Stated task 1:
Count the lines in the records below that contain the word "orange", and reply with the number alone.

Text block:
** Begin **
Monday, 30 January 2017

Weekly Update: January 22 to 28

Weekly word count: 3100

Not quite the 4000 that I'm aiming for, but still an improvement, especially given that it's been a difficult week with a surprise meeting at work and two summonings to see the teacher at my son's school due to a behaviour issue.  The latter is going to take some serious thinking about the best way to handle it and prevent future problems, but at least the school and I are on the same page.

I've been trying to get started on making sure I have everything set up for the conferences I've planned.  I did inventory of my various swag items to see what I have and what I'll need.  And I'm taking advantage of the fact that several of the promotional sites have sales on right now.

One of the things I decided that I needed was a tabletop banner and a large vinyl poster of my book cover.  I've been using a mounted poster sized cover, but it's bulky and difficult to move around.  Something flexible will be much easier to deal with.  And for situations where I don't have a convenient wall to mount the poster, a tabletop banner will help.

One tip I've learned from going to conferences, always make sure to have scissors, Scotch tape and either painter's tape or duct tape.  There is always something which needs to be opened and things which need to be fastened.

I want to pick up a set of tablecloths to use for when the tables aren't covered by the event.  I was hoping to find a set in royal blue, but it's apparently not a common colour.  I'll have to decide whether or not to get one in black and one in white (which would be a nice contrasting setup), two in black, or two in gray.  I think I'll have to go to a store and actually have a look at some combinations rather than shopping online.

And now it's time to go back to work so I can make my word count for next week.

Thursday, 26 January 2017

Ink Tip: The Process of Accepting Criticism and Edits

What do you mean?  How can my wondrous, amazing and brilliant work of art possibly contain anything even resembling a flaw?


Oh my god!  They finally figured out I'm a complete fraud who doesn't know what I'm doing.  It's only a matter of time before my story is revealed as the garbage I was always afraid it was.

When receiving criticism, chances are that a writer feels one of the two above statements.  Sometimes both in rapid succession.  It doesn't seem to matter whether the criticism is from a random stranger online, a friend or a paid editor.  It doesn't seem to matter how often the author tells him or herself that criticism is an important learning tool and shouldn't be taken personally.  There's always an initial emotional sting.

But receiving criticism is a necessary part of becoming a published author.  Even self-published authors who eschew editing leave themselves open to reviews by the public.  Those who wish to improve their writing skills have to accept criticism, which means leaving emotional reactions behind and learning to apply that criticism to improvement.

So the first step for the author is always to ask his or herself: Is this true?

Is there a grain of truth behind the criticism?  When dealing with a professional editor, whether one assigned by a publishing house or one hired by the author, this is an easy question.  The problem identified is real and needs to be dealt with.  When dealing with other sources of criticism, it can be harder to figure out.  A critique partner, an ARC reader or a independent review may not like your book and it's important to take the time to figure out the reason behind that dislike.

For example, I had one reviewer complain that they didn't like all the strange powers in my stories.  Since I write paranormal romance and urban fantasy, there was little I could do about that particular criticism.  But when my critique partner told me that an early version of my manuscript was unrealistic, I took the time to realize that I hadn't been consistent with how I applied my character's supernatural abilities.  The first critique was a complaint about the type of book I write, while the second was something I needed to improve.
** End **
Stated task 2:
Pick up the writing blog post above after its last sentence and continue it in the same voice.

Dataset excerpts:
** Begin **
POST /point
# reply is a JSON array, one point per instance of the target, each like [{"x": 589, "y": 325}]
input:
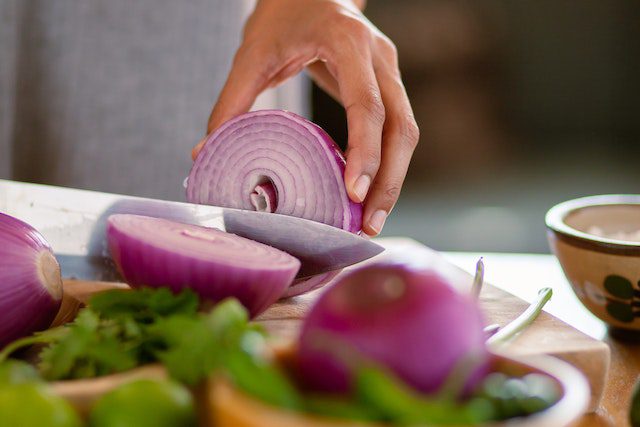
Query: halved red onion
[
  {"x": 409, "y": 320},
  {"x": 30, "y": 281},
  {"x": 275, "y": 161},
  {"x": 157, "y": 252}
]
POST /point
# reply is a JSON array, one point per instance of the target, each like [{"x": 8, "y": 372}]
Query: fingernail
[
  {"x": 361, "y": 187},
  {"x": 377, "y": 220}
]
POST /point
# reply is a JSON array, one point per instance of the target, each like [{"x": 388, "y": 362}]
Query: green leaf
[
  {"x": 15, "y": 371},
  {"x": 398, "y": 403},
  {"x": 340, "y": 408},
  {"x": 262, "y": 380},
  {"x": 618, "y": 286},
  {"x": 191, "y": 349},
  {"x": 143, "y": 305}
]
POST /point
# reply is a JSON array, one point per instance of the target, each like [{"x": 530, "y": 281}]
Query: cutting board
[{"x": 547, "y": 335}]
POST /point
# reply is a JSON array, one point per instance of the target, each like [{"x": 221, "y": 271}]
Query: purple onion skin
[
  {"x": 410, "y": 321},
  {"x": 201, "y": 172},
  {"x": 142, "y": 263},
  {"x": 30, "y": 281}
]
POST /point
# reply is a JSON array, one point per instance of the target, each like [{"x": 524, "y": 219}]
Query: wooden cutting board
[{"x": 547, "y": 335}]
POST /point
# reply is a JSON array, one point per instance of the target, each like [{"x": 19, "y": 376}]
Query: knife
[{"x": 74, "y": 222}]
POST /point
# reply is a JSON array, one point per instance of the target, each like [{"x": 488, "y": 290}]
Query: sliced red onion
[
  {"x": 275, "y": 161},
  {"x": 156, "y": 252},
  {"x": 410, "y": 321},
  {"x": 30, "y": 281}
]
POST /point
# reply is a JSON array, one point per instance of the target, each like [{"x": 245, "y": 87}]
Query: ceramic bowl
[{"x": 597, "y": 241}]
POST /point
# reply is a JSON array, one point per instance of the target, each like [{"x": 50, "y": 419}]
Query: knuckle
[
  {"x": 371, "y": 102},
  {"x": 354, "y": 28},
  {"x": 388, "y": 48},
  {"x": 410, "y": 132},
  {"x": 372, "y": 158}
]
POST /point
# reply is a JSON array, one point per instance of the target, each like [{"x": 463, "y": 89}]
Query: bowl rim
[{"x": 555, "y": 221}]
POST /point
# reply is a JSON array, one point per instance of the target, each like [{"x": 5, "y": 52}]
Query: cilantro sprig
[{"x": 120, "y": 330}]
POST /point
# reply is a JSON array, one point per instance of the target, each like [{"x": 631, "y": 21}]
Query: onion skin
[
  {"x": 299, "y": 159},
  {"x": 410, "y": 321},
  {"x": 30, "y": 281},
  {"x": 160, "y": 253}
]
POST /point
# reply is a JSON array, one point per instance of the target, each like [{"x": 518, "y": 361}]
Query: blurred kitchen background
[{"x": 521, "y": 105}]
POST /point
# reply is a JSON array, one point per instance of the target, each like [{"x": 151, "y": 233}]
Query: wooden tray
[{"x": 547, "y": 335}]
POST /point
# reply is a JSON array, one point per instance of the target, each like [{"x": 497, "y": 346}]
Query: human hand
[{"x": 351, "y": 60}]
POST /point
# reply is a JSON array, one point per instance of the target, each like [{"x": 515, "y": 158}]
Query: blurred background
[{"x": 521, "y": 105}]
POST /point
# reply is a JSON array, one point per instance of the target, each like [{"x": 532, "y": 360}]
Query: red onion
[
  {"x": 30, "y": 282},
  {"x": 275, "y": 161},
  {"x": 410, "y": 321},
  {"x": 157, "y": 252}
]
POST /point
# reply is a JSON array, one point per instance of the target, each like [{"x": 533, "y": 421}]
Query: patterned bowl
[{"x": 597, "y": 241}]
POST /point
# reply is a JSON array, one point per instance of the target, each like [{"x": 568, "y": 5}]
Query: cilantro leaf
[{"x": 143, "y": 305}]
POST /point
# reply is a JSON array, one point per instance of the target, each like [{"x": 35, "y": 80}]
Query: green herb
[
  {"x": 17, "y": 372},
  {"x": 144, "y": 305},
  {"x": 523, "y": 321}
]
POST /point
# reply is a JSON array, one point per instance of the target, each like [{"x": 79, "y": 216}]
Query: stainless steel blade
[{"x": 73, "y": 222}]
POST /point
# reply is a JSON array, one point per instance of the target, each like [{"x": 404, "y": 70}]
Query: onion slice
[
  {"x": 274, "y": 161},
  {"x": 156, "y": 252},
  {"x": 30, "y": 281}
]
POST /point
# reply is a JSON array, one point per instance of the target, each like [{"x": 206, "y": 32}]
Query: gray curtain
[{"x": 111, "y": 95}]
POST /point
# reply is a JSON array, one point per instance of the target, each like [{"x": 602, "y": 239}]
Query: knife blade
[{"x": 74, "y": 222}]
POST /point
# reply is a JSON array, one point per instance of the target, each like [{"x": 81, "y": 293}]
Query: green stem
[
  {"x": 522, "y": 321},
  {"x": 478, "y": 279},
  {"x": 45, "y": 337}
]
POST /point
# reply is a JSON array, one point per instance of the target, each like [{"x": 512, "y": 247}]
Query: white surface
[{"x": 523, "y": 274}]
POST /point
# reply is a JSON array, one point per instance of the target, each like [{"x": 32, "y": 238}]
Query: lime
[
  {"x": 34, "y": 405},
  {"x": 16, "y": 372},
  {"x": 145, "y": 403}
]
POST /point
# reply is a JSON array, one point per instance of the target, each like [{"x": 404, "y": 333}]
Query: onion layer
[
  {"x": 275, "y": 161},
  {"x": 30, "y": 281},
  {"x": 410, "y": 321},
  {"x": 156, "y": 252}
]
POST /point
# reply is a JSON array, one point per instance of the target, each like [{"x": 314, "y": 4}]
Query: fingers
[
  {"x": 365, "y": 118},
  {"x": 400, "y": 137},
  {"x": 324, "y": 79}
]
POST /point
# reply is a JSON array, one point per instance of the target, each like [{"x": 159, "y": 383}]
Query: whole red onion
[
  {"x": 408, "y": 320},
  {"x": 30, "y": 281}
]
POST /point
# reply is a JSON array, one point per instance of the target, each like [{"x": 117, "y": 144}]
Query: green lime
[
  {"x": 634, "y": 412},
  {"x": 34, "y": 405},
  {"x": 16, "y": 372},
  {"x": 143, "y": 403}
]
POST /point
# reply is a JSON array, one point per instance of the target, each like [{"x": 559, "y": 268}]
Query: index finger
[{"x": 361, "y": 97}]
** End **
** Begin **
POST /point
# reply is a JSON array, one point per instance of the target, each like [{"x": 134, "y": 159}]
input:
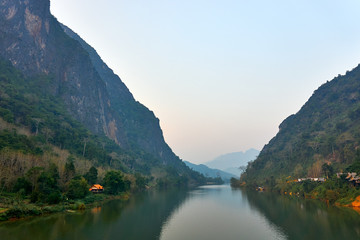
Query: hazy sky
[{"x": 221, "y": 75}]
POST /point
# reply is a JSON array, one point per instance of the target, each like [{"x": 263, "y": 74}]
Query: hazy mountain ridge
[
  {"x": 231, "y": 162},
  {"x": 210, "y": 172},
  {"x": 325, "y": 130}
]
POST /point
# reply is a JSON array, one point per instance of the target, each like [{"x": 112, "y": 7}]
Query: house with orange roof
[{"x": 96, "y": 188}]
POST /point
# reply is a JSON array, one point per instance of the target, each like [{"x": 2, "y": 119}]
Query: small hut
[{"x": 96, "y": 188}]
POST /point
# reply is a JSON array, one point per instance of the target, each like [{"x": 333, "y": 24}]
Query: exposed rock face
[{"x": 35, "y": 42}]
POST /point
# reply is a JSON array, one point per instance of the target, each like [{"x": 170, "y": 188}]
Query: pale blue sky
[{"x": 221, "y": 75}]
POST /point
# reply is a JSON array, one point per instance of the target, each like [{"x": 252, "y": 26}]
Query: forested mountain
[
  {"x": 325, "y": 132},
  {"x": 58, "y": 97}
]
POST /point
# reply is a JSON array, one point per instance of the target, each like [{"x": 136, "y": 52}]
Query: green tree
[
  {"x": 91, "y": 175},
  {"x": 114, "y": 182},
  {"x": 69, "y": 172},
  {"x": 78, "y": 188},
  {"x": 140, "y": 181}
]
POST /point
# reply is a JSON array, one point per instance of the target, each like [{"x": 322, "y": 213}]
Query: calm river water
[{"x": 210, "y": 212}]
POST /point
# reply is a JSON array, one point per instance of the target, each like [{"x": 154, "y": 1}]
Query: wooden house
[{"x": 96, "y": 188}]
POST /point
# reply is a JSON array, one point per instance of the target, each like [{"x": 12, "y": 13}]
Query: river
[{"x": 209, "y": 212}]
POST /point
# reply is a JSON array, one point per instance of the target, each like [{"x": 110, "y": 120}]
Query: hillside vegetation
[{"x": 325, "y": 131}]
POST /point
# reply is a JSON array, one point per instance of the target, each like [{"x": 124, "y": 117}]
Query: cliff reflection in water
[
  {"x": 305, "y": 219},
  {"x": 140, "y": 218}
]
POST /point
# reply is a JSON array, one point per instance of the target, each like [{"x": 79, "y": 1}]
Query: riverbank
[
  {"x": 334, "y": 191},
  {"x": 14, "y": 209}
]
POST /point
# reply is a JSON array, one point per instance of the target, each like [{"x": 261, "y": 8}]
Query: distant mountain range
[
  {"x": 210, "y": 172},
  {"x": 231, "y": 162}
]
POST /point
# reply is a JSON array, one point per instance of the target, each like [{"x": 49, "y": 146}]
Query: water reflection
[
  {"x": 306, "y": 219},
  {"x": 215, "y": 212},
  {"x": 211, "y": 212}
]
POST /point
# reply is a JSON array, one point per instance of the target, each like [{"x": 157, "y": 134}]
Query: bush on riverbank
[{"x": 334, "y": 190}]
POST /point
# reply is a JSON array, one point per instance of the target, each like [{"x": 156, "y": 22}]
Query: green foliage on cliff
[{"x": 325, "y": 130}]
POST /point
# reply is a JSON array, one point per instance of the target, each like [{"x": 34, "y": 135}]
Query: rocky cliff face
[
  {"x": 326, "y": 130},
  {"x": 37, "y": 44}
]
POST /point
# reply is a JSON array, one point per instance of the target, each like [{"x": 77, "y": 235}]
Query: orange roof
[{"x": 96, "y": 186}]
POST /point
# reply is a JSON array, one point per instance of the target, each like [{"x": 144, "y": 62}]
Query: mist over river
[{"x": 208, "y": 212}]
** End **
Written reply 1:
2

Written reply 2:
The next step is: What do I do about the problem?

Just because you've accepted there's a problem doesn't mean that you agree with the proposed fix for that problem.  There's not much of a solution to be gleaned from "Your book sucks" but most helpfully-intended criticism includes suggestions for how to improve.  An editor or critique partner may suggest different wording, or a different approach to a scene or character.  It's up the author to decided whether or not that solution works.

This is where the delicate balance between accepting other people's input and protecting your own voice as an author comes in.  I've always loved creative wordplay and often make up my own words or use unusual terms for description.  In my first book, I used the word "eeling" to describe a character moving quickly through a narrow space.  My editor flagged it as being used too often in the manuscript.  I checked and discovered I'd used it twice, once for my heroine and once for a character who only appeared in a single scene.  But I realized the editor was right.  The word was distinctive enough to stand out, even if only used twice.  So I kept it for my heroine and changed it in the other scene.

Last but not least is the trickiest step.  Is it a standard or an opinion?

Editors often use a particular style manual to ensure consistent punctuation, grammar and formatting.  Mine uses the Chicago Manual of Style.  But the problem is that English is a constantly evolving language and the rules are always in flux.

For example, when including a texting conversation in my book, I initially put the texts in italics.  My editor said that they should be in quotations, like any conversation.  Per the style manual, my editor is right.  But it didn't look right to me.  But I didn't automatically assume that I was correct.  I checked with other authors and did research to see which formats are commonly used.

In deciding to go against the style manual, I'm going out on a limb.  There will be people who look at the book and will think that I've done something wrong.  But I'm willing to take that risk because I think the standards are evolving and italics will become the acceptable standard in the future.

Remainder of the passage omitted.